### Task description
Format the lines below as a JSON list of strings, with one string for each line and blank lines omitted.

### Rows
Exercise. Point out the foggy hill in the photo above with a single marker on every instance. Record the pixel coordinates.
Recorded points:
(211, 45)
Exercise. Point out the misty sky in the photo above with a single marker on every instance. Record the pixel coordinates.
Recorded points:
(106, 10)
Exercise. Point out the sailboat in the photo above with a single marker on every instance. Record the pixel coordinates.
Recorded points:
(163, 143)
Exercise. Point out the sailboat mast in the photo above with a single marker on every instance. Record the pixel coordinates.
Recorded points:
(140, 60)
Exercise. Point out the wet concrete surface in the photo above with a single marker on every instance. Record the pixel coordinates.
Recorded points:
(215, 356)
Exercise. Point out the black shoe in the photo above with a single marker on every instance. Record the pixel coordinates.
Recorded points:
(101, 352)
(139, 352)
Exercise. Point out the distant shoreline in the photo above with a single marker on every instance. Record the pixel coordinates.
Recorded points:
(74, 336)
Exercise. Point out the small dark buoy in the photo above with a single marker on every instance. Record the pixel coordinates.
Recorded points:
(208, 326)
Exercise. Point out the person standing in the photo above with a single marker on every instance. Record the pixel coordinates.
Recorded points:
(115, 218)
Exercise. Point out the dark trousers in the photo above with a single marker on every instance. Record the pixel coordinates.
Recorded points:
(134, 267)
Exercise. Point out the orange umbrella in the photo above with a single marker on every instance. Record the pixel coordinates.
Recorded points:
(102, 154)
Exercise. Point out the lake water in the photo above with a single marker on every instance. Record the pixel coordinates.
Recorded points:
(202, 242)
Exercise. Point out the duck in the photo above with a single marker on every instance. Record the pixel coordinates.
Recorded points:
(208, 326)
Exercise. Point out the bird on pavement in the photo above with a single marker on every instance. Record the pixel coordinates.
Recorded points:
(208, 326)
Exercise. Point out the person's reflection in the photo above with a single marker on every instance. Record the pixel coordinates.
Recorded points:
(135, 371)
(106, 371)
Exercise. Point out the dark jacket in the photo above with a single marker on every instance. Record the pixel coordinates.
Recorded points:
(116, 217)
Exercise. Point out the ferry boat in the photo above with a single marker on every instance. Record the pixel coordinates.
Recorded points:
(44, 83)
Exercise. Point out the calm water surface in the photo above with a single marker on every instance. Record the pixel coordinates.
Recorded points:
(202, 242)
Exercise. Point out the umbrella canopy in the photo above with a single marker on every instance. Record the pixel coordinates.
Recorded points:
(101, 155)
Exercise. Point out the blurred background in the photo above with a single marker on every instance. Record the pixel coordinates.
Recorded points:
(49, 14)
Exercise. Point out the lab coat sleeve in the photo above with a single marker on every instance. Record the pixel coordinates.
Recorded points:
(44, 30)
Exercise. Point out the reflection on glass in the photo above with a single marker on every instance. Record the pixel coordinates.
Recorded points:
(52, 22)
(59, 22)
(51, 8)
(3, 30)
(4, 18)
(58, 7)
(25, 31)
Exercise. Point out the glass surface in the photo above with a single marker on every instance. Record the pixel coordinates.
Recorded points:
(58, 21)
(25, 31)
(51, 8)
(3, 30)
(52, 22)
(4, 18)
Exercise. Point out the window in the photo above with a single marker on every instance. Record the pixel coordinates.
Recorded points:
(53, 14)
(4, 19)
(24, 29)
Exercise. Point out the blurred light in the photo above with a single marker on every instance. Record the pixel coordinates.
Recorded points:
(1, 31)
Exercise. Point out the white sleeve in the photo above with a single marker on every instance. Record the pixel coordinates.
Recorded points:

### Task output
[
  "Exercise. Point out the foggy hill in the photo above with a single marker on every instance. Record the pixel coordinates.",
  "Recorded points:",
  "(211, 45)",
  "Exercise. Point out the misty sky in the photo above with a single marker on every instance. Record the pixel coordinates.",
  "Recorded points:",
  "(106, 10)",
  "Exercise. Point out the sailboat in the photo above with a single marker on every instance. Record the pixel coordinates.",
  "Recorded points:",
  "(163, 143)",
  "Exercise. Point out the sailboat mast in the photo above with a single marker on every instance. Record the pixel coordinates.",
  "Recorded points:",
  "(140, 60)",
  "Exercise. Point out the wet concrete surface in the photo above with a single marker on every instance. Record the pixel coordinates.",
  "Recorded points:",
  "(215, 356)",
  "Exercise. Point out the black shoe in the photo above with a single marker on every instance. Record the pixel coordinates.",
  "Recorded points:",
  "(101, 352)",
  "(139, 352)",
  "Exercise. Point out the distant shoreline in the photo above with a single marker on every instance. Record the pixel coordinates.",
  "Recorded points:",
  "(74, 336)",
  "Exercise. Point out the small dark buoy in the photo above with a single marker on every instance. Record the pixel coordinates.",
  "Recorded points:",
  "(208, 326)",
  "Exercise. Point out the person standing in the photo above with a single marker on every instance. Record the pixel coordinates.",
  "Recorded points:",
  "(115, 218)",
  "Exercise. Point out the dark trousers in the photo above with a single marker on every instance. Record the pixel coordinates.",
  "Recorded points:",
  "(134, 267)",
  "Exercise. Point out the orange umbrella in the photo above with a single marker on every instance. Record the pixel coordinates.",
  "Recorded points:",
  "(102, 154)",
  "Exercise. Point out the lake water in the photo above with a single marker on every instance. Record the pixel coordinates.",
  "Recorded points:",
  "(202, 242)",
  "Exercise. Point out the duck in the photo above with a single marker on every instance. Record the pixel coordinates.",
  "Recorded points:",
  "(208, 326)",
  "Exercise. Point out the bird on pavement in the photo above with a single marker on every instance. Record the pixel coordinates.",
  "Recorded points:",
  "(208, 326)",
  "Exercise. Point out the person's reflection in the photo above with a single marker on every instance. Record the pixel coordinates.",
  "Recorded points:",
  "(135, 371)",
  "(106, 371)",
  "Exercise. Point out the dark jacket in the photo above with a single marker on every instance. Record the pixel coordinates.",
  "Recorded points:",
  "(116, 217)",
  "Exercise. Point out the ferry boat in the photo above with a single marker on every instance. Record the pixel coordinates.",
  "Recorded points:",
  "(44, 83)",
  "Exercise. Point out the calm water surface in the photo above with a single marker on every instance. Record the pixel coordinates.",
  "Recorded points:",
  "(202, 242)",
  "Exercise. Point out the umbrella canopy in the photo above with a single marker on every instance. Record the pixel coordinates.",
  "Recorded points:",
  "(101, 155)",
  "Exercise. Point out the blurred background in the photo above with a single marker on every instance. Record the pixel coordinates.",
  "Recorded points:",
  "(49, 14)",
  "Exercise. Point out the lab coat sleeve in the photo above with a single marker on every instance. Record the pixel coordinates.",
  "Recorded points:",
  "(44, 30)",
  "Exercise. Point out the reflection on glass in the photo above with a single marker on every instance. Record the pixel coordinates.",
  "Recorded points:",
  "(52, 22)",
  "(59, 22)",
  "(51, 8)",
  "(3, 30)",
  "(4, 18)",
  "(58, 7)",
  "(25, 31)",
  "Exercise. Point out the glass surface in the photo above with a single marker on every instance. Record the pixel coordinates.",
  "Recorded points:",
  "(58, 21)",
  "(25, 31)",
  "(51, 8)",
  "(3, 30)",
  "(52, 22)",
  "(4, 18)",
  "Exercise. Point out the window in the photo above with a single marker on every instance. Record the pixel coordinates.",
  "Recorded points:",
  "(53, 14)",
  "(4, 19)",
  "(24, 29)",
  "Exercise. Point out the blurred light in the photo above with a single marker on every instance. Record the pixel coordinates.",
  "Recorded points:",
  "(1, 31)",
  "Exercise. Point out the white sleeve in the photo above with a single marker on every instance. Record the pixel coordinates.",
  "Recorded points:"
]